** TEXT SECTION **
▽

Checklist for Artificial Intelligence in Medical Imaging (CLAIM)
DSA ADS Course - 2021
Machine Learning, Artificial Intelligence, Medicine, Medical Imaging, Medical Devices
The advent of deep neural networks as a new artificial intelligence (AI) technique has engendered a large number of medical applications, particularly in medical imaging. Such applications of AI must remain grounded in the fundamental tenets of science and scientific publication. Scientific results must be reproducible, and a scientific publication must describe the authors’ work in sufficient detail to enable readers to determine the rigor, quality, and generalizability of the work, and potentially to reproduce the work’s results. A number of valuable manuscript checklists have come into widespread use, including the Standards for Reporting of Diagnostic Accuracy Studies (STARD), Strengthening the Reporting of Observational studies in Epidemiology (STROBE), and Consolidated Standards of Reporting Trials (CONSORT). A radiomics quality score has been proposed to assess the quality of radiomics studies.
Peer-reviewed medical journals have an opportunity to connect innovations in AI to clinical practice through rigorous validation. Various guidelines for reporting evaluation of machine learning models have been proposed. We have sought to codify these into a checklist in a format concordant with the EQUATOR Network guidelines that also incorporates general manuscript review criteria.

△

** STORED DATA **
▽

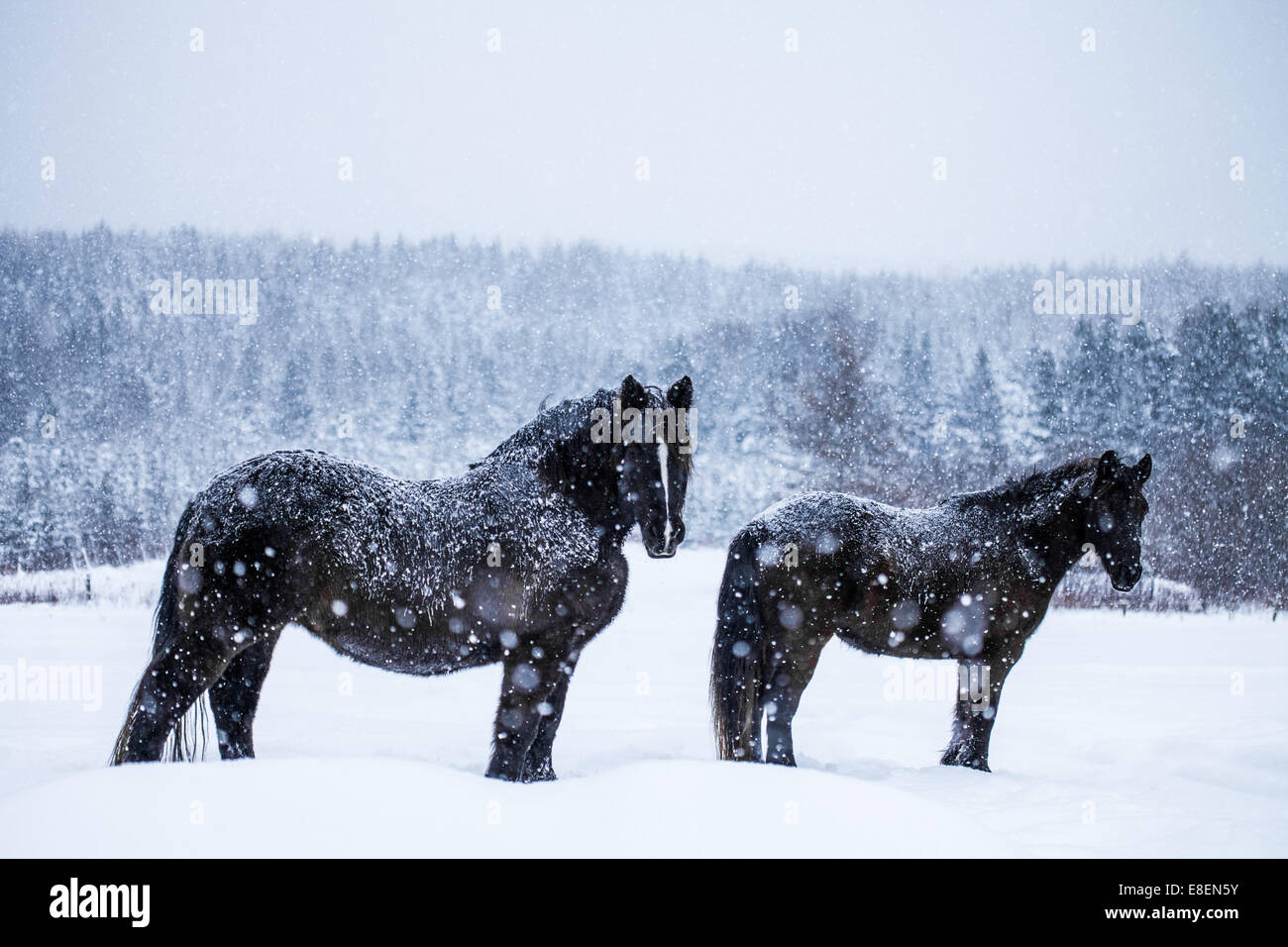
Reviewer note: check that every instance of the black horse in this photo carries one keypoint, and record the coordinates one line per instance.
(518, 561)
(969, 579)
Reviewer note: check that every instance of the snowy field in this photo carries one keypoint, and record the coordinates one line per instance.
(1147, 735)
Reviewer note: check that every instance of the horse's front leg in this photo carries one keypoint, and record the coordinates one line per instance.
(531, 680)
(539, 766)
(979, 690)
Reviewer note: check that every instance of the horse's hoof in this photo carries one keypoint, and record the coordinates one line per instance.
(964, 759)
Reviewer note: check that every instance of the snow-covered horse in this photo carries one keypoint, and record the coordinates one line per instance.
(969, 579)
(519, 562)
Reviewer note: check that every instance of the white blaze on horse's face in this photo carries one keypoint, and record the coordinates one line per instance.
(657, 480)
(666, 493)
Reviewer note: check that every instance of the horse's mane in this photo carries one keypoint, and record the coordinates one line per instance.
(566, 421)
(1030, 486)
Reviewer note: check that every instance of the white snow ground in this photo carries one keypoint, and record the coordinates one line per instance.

△

** ASSIGNED TASK 1 **
Copy the stretch of the CLAIM checklist text from "Peer-reviewed medical journals" through "manuscript review criteria.".
** ASSIGNED TASK 2 **
Using the CLAIM checklist text, decide whether each statement agrees with it, answering yes or no and quoting the deciding words: (a) A radiomics quality score has been proposed for judging the quality of radiomics studies. (b) The checklist is set in a format concordant with the CONSORT guidelines. (c) Medical applications of deep neural networks have arisen mostly outside medical imaging.

** TASK ANSWER 1 **
Peer-reviewed medical journals have an opportunity to connect innovations in AI to clinical practice through rigorous validation. Various guidelines for reporting evaluation of machine learning models have been proposed. We have sought to codify these into a checklist in a format concordant with the EQUATOR Network guidelines that also incorporates general manuscript review criteria.

** TASK ANSWER 2 **
(a) Yes: "A radiomics quality score has been proposed to assess the quality of radiomics studies."
(b) No: "in a format concordant with the EQUATOR Network guidelines"
(c) No: "has engendered a large number of medical applications, particularly in medical imaging"